■ **Task to carry out**
Reproduce the material below verbatim, starting at the line that contains "object | handrail" and ending at its final line, both included.

[Pointing records]
>>>
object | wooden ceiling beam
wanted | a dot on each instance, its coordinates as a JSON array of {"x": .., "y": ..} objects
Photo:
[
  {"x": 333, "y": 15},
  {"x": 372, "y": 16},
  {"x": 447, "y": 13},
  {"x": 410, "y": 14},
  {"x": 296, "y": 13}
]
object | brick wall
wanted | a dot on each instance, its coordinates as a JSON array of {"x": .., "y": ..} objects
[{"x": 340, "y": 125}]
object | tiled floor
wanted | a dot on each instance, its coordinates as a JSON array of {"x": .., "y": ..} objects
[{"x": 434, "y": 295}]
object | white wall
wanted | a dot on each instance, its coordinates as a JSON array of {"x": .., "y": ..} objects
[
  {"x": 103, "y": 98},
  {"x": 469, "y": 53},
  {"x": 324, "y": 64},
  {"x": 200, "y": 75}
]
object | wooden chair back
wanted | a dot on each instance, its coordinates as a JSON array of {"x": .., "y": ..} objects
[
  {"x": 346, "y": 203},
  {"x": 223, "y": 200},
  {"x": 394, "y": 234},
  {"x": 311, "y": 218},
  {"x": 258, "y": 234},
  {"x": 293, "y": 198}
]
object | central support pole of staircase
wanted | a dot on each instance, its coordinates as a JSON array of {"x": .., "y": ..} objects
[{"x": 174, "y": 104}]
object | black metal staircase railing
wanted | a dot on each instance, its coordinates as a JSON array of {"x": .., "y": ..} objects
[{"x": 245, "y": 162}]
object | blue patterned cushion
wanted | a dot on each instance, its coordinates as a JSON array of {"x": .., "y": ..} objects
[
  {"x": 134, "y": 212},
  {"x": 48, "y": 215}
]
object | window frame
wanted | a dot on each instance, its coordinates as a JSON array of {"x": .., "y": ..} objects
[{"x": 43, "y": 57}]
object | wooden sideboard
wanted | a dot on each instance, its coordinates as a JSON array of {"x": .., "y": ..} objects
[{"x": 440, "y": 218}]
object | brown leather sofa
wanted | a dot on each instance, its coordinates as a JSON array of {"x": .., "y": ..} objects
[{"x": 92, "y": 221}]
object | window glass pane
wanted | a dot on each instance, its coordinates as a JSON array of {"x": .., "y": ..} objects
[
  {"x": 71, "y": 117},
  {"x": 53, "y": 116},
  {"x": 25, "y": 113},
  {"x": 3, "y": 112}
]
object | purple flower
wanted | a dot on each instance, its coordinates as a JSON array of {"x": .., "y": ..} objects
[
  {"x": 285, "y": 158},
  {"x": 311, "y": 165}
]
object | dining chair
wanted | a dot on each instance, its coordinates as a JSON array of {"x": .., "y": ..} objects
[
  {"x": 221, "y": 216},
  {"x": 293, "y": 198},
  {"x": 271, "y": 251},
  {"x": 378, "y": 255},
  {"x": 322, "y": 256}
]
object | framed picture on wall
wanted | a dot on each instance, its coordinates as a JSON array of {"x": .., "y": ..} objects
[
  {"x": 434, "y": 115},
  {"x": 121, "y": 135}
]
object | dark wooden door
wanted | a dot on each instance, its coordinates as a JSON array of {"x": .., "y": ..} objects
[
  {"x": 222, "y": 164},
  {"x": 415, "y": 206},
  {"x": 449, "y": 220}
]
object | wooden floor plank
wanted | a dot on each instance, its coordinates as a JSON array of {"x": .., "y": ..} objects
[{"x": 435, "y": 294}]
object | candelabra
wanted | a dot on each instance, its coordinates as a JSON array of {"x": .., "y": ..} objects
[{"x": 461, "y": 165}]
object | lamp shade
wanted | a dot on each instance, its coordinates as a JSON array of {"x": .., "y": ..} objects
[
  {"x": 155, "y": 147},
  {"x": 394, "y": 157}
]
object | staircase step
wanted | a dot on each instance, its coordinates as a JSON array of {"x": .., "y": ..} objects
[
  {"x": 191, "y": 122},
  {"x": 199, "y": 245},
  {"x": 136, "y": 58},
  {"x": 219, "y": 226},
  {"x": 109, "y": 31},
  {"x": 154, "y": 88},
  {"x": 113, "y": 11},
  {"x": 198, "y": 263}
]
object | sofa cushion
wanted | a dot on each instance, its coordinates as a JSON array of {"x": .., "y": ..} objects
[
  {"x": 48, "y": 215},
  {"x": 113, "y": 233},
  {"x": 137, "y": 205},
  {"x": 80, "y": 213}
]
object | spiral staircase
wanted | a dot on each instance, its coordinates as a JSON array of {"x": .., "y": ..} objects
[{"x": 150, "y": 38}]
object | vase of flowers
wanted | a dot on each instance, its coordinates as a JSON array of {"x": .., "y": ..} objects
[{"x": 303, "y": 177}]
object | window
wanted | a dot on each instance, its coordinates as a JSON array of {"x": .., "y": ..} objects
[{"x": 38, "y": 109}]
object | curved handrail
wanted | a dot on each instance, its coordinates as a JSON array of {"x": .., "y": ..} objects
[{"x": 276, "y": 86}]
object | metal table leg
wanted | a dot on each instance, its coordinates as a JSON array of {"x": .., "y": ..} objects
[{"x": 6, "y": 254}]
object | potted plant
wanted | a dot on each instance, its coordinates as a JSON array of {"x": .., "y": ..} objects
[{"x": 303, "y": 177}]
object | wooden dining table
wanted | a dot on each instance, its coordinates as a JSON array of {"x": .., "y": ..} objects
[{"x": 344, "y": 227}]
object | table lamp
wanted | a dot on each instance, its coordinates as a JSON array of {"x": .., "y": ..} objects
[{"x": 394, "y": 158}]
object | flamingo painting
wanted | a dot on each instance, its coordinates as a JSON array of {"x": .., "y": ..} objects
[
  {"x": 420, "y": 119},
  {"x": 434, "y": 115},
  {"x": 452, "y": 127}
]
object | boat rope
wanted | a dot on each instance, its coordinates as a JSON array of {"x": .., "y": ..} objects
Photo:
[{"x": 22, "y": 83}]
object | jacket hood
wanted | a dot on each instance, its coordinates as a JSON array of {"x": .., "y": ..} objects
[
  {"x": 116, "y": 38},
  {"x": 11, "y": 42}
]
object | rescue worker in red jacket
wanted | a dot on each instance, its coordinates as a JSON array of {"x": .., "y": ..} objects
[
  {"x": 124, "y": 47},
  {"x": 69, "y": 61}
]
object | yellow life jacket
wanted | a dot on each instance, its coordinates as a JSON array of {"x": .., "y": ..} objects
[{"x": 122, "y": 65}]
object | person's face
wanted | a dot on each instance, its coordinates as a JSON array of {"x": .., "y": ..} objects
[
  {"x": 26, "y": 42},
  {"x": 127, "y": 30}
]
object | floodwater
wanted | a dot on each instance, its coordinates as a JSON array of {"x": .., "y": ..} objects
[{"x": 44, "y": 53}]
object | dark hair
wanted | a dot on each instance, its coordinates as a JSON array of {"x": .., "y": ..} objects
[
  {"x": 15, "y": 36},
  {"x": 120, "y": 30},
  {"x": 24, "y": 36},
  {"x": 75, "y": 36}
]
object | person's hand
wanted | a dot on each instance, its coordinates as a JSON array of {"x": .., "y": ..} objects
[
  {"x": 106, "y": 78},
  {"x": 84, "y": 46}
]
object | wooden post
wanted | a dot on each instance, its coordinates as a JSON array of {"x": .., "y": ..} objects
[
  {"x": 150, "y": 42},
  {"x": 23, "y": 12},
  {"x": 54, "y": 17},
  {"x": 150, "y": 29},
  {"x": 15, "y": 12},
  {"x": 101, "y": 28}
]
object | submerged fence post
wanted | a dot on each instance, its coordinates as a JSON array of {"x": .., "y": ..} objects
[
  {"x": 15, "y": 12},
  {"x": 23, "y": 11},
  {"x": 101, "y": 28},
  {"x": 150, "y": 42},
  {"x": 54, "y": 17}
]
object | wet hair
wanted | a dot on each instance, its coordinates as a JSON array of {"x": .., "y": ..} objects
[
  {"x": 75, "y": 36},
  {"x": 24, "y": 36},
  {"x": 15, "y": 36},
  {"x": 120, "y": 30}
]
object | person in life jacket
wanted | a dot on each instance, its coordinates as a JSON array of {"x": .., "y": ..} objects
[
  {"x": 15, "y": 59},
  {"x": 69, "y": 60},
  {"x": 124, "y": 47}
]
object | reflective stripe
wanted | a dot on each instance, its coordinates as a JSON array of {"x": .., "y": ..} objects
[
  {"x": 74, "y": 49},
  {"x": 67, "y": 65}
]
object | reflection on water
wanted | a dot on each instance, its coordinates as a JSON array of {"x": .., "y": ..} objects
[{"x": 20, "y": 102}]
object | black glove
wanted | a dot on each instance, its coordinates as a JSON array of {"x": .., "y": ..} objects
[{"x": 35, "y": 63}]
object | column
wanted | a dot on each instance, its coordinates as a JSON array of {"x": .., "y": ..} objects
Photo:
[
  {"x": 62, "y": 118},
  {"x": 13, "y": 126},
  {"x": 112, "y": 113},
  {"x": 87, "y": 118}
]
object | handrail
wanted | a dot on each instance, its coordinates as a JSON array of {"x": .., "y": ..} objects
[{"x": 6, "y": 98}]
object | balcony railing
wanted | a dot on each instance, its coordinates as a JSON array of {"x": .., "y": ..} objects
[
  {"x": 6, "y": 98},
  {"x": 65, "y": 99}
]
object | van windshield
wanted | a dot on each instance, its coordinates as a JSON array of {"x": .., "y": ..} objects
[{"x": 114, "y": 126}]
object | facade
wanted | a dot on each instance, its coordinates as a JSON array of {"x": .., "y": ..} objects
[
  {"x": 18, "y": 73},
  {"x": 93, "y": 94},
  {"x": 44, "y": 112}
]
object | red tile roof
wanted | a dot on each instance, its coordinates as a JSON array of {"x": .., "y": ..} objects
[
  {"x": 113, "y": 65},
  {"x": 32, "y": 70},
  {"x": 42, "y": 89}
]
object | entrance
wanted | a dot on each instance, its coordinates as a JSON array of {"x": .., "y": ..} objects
<<<
■ **Complete response**
object | handrail
wanted | a dot on each instance, its coordinates as a JSON array of {"x": .., "y": ..} objects
[{"x": 6, "y": 98}]
object | balcony railing
wanted | a dot on each instance, its coordinates as a JSON array of {"x": .., "y": ..} objects
[
  {"x": 6, "y": 98},
  {"x": 65, "y": 99}
]
object | van windshield
wanted | a dot on each instance, its coordinates as a JSON array of {"x": .., "y": ..} objects
[{"x": 114, "y": 126}]
object | facade
wanted | a dot on each instance, its coordinates as a JSON array of {"x": .., "y": ..} objects
[
  {"x": 18, "y": 73},
  {"x": 93, "y": 94},
  {"x": 44, "y": 112}
]
object | red tile roof
wanted | a dot on each instance, its coordinates as a JSON array of {"x": .., "y": ..} objects
[
  {"x": 113, "y": 65},
  {"x": 32, "y": 70},
  {"x": 42, "y": 89}
]
object | entrance
wanted | a dot on each instance, its coordinates as a JSON array of {"x": .., "y": ..} objects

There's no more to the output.